**What you need to do:**
Please copy out the material below, replacing every "player's" with "athlete's" and leaving all else unchanged.

** START Data for this exercise **

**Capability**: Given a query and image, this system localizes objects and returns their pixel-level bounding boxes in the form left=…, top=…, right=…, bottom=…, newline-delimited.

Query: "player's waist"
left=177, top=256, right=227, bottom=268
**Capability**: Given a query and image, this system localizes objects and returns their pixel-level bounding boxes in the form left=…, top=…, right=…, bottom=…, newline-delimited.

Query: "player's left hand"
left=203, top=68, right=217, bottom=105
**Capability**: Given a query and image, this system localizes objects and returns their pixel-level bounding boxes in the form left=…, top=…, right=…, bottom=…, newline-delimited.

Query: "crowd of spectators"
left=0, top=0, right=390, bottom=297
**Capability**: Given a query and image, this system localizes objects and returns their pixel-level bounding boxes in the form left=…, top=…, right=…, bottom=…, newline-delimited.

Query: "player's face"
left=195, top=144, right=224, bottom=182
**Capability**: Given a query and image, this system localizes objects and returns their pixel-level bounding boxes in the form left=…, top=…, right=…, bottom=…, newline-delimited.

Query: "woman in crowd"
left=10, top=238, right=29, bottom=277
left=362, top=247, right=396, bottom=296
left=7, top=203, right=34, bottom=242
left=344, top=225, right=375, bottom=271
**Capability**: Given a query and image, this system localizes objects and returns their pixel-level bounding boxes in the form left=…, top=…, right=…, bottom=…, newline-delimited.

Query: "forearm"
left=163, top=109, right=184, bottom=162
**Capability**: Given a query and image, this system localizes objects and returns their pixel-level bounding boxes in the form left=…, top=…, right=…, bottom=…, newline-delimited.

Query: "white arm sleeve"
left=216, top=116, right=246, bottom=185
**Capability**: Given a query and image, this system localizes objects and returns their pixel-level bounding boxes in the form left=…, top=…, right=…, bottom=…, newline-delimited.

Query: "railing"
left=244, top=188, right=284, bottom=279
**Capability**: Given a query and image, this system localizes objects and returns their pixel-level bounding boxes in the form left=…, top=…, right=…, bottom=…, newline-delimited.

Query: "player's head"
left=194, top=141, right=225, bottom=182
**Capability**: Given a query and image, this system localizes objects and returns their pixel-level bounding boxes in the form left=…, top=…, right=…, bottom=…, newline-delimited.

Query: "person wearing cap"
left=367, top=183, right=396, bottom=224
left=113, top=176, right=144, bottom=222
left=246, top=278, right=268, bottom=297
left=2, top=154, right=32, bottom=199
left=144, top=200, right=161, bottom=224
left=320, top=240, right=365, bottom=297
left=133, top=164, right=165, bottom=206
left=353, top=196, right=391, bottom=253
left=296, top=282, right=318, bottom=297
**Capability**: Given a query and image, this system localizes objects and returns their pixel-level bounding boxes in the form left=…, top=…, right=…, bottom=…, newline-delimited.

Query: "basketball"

** END Data for this exercise **

**Task answer:**
**Capability**: Given a query and image, this system localizes objects and returns their pixel-level bounding boxes in the form left=…, top=…, right=…, bottom=…, newline-delimited.

Query: "athlete's waist"
left=177, top=256, right=227, bottom=268
**Capability**: Given a query and image, this system localizes objects and returns their pixel-level bounding boxes in the form left=…, top=…, right=…, bottom=…, newline-delimited.

Query: "athlete's left hand"
left=203, top=68, right=217, bottom=105
**Capability**: Given a query and image, this system localizes objects and returns their pixel-level bounding boxes in the form left=…, top=…, right=…, bottom=…, newline-delimited.

Query: "crowd of spectators"
left=0, top=0, right=390, bottom=297
**Capability**: Given a query and image, this system localizes objects and returns their pixel-level bounding boxes in the form left=…, top=…, right=…, bottom=…, newline-delimited.

Query: "athlete's face"
left=195, top=144, right=224, bottom=182
**Capability**: Given a query and image, this system localizes objects and returns their pixel-level bounding boxes in the form left=…, top=…, right=…, bottom=…, newline-delimited.

Query: "woman in crowd"
left=10, top=238, right=29, bottom=277
left=362, top=247, right=396, bottom=296
left=7, top=203, right=34, bottom=242
left=344, top=225, right=375, bottom=271
**Capability**: Given a query and image, this system localizes objects and returns their pixel-level bounding boxes in the form left=…, top=…, right=…, bottom=…, newline-delimited.

Query: "forearm"
left=163, top=109, right=184, bottom=162
**Capability**: Given a query and image, this system localizes objects and returns their pixel-level bounding boxes in the form left=…, top=…, right=…, bottom=…, newline-delimited.

Query: "white arm sleeve"
left=216, top=116, right=246, bottom=185
**Capability**: Given a query and image, this system localizes objects and returns their pixel-level bounding boxes in the form left=…, top=…, right=…, bottom=…, newline-delimited.

Query: "railing"
left=244, top=188, right=284, bottom=279
**Capability**: Given a query and image, this system localizes objects and returns their pixel-level bounding boxes in the form left=…, top=…, right=…, bottom=…, newline-delimited.

Query: "athlete's head"
left=194, top=141, right=225, bottom=182
**Capability**: Given a query and image, this system localizes objects and returns their pixel-level bounding boxes in the form left=…, top=…, right=…, bottom=…, newline-delimited.

Query: "person wearing cap"
left=367, top=183, right=396, bottom=224
left=113, top=176, right=144, bottom=222
left=246, top=278, right=268, bottom=297
left=2, top=154, right=32, bottom=199
left=144, top=200, right=161, bottom=224
left=320, top=240, right=365, bottom=297
left=133, top=164, right=165, bottom=206
left=353, top=196, right=391, bottom=253
left=296, top=282, right=318, bottom=297
**Capability**: Given a query and image, this system localizes objects and returns their pixel-level bounding boxes in the form left=…, top=…, right=…, bottom=…, newline-delimited.

Query: "basketball"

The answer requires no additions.